▶ INSTRUCTIONS TO FOLLOW: Your answer must be the full set of entries, repeated exactly.
(RECORDS FOR THE EXERCISE)
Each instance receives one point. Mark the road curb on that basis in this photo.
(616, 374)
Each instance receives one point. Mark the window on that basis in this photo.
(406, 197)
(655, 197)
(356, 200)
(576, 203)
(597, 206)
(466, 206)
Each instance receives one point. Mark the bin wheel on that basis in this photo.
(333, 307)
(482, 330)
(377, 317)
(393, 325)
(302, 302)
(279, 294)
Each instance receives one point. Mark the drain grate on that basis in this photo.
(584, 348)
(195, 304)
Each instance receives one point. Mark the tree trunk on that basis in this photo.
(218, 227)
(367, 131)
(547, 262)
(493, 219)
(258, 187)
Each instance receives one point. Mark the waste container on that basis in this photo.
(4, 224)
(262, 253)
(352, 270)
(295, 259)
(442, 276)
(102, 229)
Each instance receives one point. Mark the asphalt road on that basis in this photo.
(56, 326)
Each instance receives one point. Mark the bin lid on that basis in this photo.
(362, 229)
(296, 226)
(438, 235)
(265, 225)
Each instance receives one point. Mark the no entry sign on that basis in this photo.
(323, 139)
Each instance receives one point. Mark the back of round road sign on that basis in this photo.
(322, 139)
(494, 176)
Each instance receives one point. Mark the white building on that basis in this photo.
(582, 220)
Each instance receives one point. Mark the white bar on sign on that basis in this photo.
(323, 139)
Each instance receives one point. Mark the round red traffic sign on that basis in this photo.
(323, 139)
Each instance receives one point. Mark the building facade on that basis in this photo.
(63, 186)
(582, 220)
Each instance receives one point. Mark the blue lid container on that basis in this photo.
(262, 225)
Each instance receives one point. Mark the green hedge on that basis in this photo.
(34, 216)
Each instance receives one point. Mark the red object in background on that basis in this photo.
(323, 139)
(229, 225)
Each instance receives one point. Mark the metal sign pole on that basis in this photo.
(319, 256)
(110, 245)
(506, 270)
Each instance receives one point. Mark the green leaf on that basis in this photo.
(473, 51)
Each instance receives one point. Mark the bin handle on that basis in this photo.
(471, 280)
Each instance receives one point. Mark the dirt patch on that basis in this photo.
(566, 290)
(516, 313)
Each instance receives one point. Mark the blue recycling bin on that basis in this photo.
(End RECORDS FOR THE EXERCISE)
▶ RESPONSE TO THIS TASK:
Each instance receives one point. Mark the road curb on that basis in this photo.
(616, 374)
Each instance receives one point. Mark the window on that basis in this photo.
(406, 197)
(655, 197)
(356, 200)
(576, 203)
(597, 206)
(466, 206)
Each instance receives one point. Mark the bin wheel on that basis in this photo.
(333, 307)
(482, 330)
(377, 317)
(393, 325)
(302, 302)
(279, 294)
Each instance receives one point. Mark the drain grate on that basis in this photo.
(584, 348)
(195, 304)
Each instance receives one point. Mark the tree trunk on that basis in this photo.
(218, 227)
(367, 131)
(547, 262)
(493, 219)
(258, 187)
Each instance receives one point. Mark the waste container on that basis in this photo.
(4, 224)
(262, 253)
(352, 270)
(295, 259)
(442, 276)
(102, 229)
Each instance receives one point. Mark the asphalt road on that basis in this photo.
(56, 326)
Each instance receives one point. Mark the bin lid on that basis in this photo.
(362, 229)
(296, 226)
(438, 235)
(265, 225)
Each instance receives one point. Mark the no entry sign on that basis in this photo.
(323, 139)
Each instance receives one point. Mark the back of round road sign on that basis in this photo.
(322, 139)
(494, 176)
Each instance receives one point. Mark the white building on that basis in this photo.
(582, 220)
Each instance receives one point. Mark the white bar on sign on that basis in this photo.
(323, 139)
Each instance receives one point. Mark the round red traffic sign on that basis in this photo.
(323, 139)
Each instance receives one point. Mark the building facade on that basis in this photo.
(63, 186)
(582, 220)
Each instance receives one point. Mark the blue lid container on that basis in this photo.
(262, 225)
Each instance receives one point. Mark the green hedge on that basis in this photo.
(34, 216)
Each instance receives one point. Mark the red object in background on that basis in this photo.
(323, 139)
(229, 225)
Each instance receives one point. Mark the metal sign pole on that basis in this photo.
(319, 256)
(110, 245)
(506, 270)
Each instance receives one point. Mark the green leaf on that basis in this photo.
(473, 51)
Each instance receives one point. Mark the bin handle on that basis in this photo.
(471, 280)
Each instance receives one point. Mark the dirt patch on that basis in this photo.
(566, 290)
(516, 313)
Each instance receives one point. Mark the blue recycling bin on that basis in this photo.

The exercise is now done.